*Record list*:
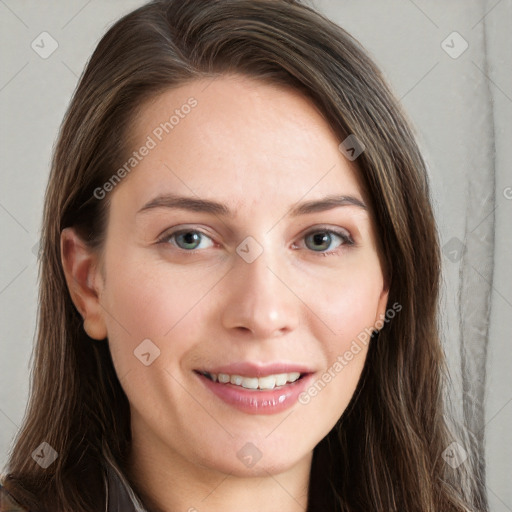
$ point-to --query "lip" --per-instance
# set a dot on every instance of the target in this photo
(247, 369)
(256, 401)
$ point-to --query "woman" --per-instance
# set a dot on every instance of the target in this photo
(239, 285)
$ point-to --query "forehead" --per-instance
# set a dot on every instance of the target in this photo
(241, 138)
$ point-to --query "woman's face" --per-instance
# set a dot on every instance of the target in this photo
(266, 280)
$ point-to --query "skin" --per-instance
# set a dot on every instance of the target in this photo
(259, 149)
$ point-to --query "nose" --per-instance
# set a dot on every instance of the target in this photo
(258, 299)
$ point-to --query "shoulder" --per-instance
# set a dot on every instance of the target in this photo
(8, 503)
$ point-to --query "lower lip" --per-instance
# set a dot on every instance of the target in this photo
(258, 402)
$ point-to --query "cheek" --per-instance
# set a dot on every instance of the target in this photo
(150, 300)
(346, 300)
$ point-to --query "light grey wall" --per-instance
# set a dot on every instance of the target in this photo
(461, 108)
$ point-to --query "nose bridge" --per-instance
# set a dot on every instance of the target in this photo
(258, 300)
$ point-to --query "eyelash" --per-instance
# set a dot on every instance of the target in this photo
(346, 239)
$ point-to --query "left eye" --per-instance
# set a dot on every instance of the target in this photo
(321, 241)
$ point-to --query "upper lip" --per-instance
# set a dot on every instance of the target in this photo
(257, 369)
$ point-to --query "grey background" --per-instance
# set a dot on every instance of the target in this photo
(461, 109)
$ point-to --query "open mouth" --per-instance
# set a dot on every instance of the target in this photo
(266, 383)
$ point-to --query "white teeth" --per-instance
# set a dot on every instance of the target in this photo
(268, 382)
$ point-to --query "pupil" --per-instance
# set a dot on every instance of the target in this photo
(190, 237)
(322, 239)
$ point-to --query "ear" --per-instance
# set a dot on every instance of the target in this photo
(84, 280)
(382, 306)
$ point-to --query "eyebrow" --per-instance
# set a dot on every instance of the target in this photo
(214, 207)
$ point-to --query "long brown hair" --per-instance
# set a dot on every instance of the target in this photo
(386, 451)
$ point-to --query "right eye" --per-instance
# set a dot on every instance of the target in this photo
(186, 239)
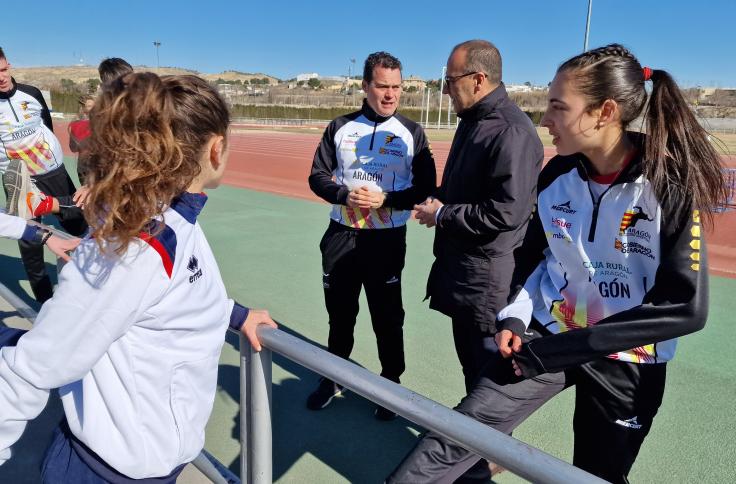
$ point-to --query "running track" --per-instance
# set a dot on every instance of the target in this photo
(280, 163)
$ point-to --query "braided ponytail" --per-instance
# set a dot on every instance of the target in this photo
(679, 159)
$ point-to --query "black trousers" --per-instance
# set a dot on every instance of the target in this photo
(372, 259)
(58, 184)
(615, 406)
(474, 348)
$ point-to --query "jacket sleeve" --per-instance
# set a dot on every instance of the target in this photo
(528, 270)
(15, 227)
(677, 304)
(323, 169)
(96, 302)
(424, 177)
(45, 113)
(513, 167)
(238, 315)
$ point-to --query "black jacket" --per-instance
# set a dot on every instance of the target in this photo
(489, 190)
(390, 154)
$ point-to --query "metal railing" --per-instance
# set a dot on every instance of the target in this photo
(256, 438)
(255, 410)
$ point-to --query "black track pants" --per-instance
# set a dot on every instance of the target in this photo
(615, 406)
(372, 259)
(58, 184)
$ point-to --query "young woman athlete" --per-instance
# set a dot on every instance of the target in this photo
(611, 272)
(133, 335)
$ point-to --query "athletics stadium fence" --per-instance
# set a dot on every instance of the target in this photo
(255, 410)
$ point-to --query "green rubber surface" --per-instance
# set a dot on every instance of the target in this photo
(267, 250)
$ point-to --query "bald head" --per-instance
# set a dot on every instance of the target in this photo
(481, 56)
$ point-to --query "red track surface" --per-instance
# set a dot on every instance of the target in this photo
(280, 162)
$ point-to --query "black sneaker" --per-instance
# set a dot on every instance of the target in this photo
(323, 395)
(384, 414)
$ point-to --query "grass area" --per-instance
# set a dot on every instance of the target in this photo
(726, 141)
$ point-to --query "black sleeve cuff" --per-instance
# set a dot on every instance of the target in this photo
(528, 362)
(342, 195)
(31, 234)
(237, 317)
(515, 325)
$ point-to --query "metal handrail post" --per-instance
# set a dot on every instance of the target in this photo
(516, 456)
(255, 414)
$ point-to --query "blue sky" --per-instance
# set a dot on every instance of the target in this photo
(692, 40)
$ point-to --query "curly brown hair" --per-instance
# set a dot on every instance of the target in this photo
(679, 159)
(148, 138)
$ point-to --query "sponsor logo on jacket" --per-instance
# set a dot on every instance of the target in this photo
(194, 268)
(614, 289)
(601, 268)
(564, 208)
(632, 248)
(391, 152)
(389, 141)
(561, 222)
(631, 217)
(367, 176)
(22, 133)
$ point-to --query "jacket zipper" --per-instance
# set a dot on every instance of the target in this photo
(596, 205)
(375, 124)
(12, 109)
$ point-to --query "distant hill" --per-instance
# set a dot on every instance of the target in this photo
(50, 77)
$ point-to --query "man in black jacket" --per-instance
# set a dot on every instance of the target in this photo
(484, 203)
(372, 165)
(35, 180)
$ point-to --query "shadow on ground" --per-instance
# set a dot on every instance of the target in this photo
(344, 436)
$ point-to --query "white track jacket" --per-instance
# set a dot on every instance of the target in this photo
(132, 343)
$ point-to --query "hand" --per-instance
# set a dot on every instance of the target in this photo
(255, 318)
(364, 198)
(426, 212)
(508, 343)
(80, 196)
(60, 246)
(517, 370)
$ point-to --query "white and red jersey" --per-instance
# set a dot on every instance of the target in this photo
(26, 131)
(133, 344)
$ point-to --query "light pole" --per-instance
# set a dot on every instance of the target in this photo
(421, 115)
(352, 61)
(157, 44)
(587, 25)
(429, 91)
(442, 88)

*Challenge*: The records above must be transcribed exactly. Pictures are left out of the copy.

*Task output*:
$ point-to --query "lip" --per-instance
# set a dot on every instance of the target in this photo
(247, 369)
(256, 401)
$ point-to --query "woman" --per-instance
# set a dot on every instance of the target in this photo
(239, 285)
$ point-to --query "forehead" --per-instance
# set a dot on every instance of the target in this photo
(241, 138)
$ point-to --query "woman's face" --per-instance
# set a dot on every instance of the target in this photo
(266, 280)
$ point-to --query "skin" --per-instance
# set a dot on every instance of the target in this photo
(259, 149)
$ point-to --query "nose" --per-instance
# set a dot on every instance of the target in this photo
(258, 299)
$ point-to --query "shoulder" --per-instance
# set a dot on every instance of the target in this photo
(8, 503)
$ point-to --query "lower lip" --per-instance
# set a dot on every instance of the target in this photo
(258, 402)
$ point-to --query "cheek" --per-instance
# set a dot on every instance of the target in this photo
(150, 300)
(346, 300)
$ point-to --query "light grey wall" --per-instance
# set a dot on every instance of the target in this photo
(461, 108)
$ point-to --query "nose bridge" --per-instance
# set a dot on every instance of the target in this photo
(258, 300)
$ point-to --query "eyelash" --per-instance
# set a dot on every instance of the target in this photo
(346, 239)
$ point-to --query "left eye" --per-instance
# set a dot on every instance of the target in this photo
(321, 241)
$ point-to --query "upper lip" --per-instance
# set a dot on every instance of the target in this photo
(257, 369)
$ point-to --query "grey background" --per-instance
# set a dot on every instance of the target in this photo
(461, 109)
$ point-to --query "open mouth" --per-instance
# set a dot on every instance of the target in this photo
(266, 383)
$ point-to --query "white teeth" --per-instance
# set a dot on every instance of the target in this photo
(268, 382)
$ point-to --query "pupil" --per-instance
# set a dot on every instance of the target in this photo
(190, 237)
(322, 239)
$ point-to --query "ear" --per-instance
# set a dot on every instance of the target in this photo
(84, 280)
(382, 306)
$ point-to --query "eyebrow" --per-instance
# set a dot on every instance of the target in this photo
(214, 207)
$ point-to --query "long brown hair" --per-instance
# set a dot on every instance of the target in this photo
(386, 451)
$ point-to --query "right eye" --per-instance
# set a dot on every instance of the target in this photo
(186, 239)
$ point-to --query "running track" --per-instance
# set a dot on every instance of the target in this photo
(280, 163)
$ point-to --query "braided ponytail" --per-instance
# set a dot on every instance of the target in this photo
(679, 159)
$ point-to --query "black trousers" --per-instance
# set a dot on every instance of the target in this photo
(372, 259)
(58, 184)
(615, 406)
(474, 348)
$ point-to --query "jacket sleeve" --per-instance
# set a dot on every instance of the target in this photo
(528, 270)
(15, 227)
(677, 304)
(323, 169)
(96, 302)
(424, 177)
(45, 113)
(513, 167)
(238, 315)
$ point-to --query "black jacket" --per-instance
# set a dot on every instance of the target in this photo
(489, 190)
(390, 154)
$ point-to --query "metal railing" --per-instance
# set a dot on every instance of the target in this photo
(256, 438)
(255, 410)
$ point-to --query "black track pants" --per-instance
# set a dot on every instance of the target in this photo
(615, 406)
(372, 259)
(58, 184)
$ point-to --query "young woman athlete" --per-instance
# set a dot on every instance of the target in this photo
(611, 272)
(133, 335)
$ point-to --query "athletics stadium fence" --per-instance
# set a dot on every instance of the target in this photo
(255, 410)
$ point-to --query "green rubber surface" --per-instance
# set a dot on every instance of the target in this photo
(267, 250)
$ point-to --query "bald head" --per-instance
# set a dot on every instance of the target in this photo
(481, 56)
$ point-to --query "red track surface" --per-instance
# set a dot on every instance of the target in this photo
(280, 162)
$ point-to --query "black sneaker" --per-instance
# set a dot on every instance of the target in this photo
(323, 395)
(384, 414)
$ point-to --query "grass area" --per-instance
# set a dot on every instance of the target in this photo
(726, 141)
$ point-to --query "black sleeve cuff" --per-instance
# set a dot on every instance of the target in this photo
(528, 362)
(342, 195)
(31, 234)
(237, 317)
(515, 325)
$ point-to --query "metal handrail post" --per-instance
# set a dot on every instance of the target in this photo
(516, 456)
(255, 414)
$ point-to --query "blue sky" --per-instance
# set a dot on every instance of the target in this photo
(692, 40)
$ point-to --query "curly brown hair" --per-instance
# set a dot on every instance of the target in this photo
(679, 159)
(148, 138)
$ point-to --query "sponsor logo on jacket" --per-instance
# set a dot on every instance of the target in this photo
(194, 268)
(614, 289)
(601, 268)
(564, 208)
(632, 248)
(391, 152)
(389, 141)
(561, 222)
(631, 217)
(367, 176)
(22, 133)
$ point-to --query "jacket zipper" --per-instance
# set a dot on every instance of the target in this photo
(596, 205)
(375, 124)
(12, 109)
$ point-to --query "distant hill" --per-instance
# set a dot on every instance of the target in this photo
(50, 77)
$ point-to --query "man in black jacket" --per-instance
# set a dot on every instance of the target in this photo
(484, 203)
(372, 165)
(35, 180)
$ point-to --query "shadow on ground" --per-instance
# set a dot on every instance of the target in this photo
(344, 436)
$ point-to --query "white track jacket" --per-instance
# set a dot on every instance of the target in this photo
(132, 343)
$ point-to --query "hand" --per-instance
# set a dot on every instance of the target in this photo
(255, 318)
(364, 198)
(426, 212)
(508, 343)
(80, 196)
(60, 246)
(517, 370)
$ point-to --query "white and red jersey" --per-instance
# set a dot on every instance of the target in this photo
(26, 131)
(133, 344)
$ point-to --query "light pole" --per-instance
# set a dot on every instance of the target in this photo
(421, 115)
(352, 61)
(157, 44)
(587, 25)
(429, 91)
(442, 88)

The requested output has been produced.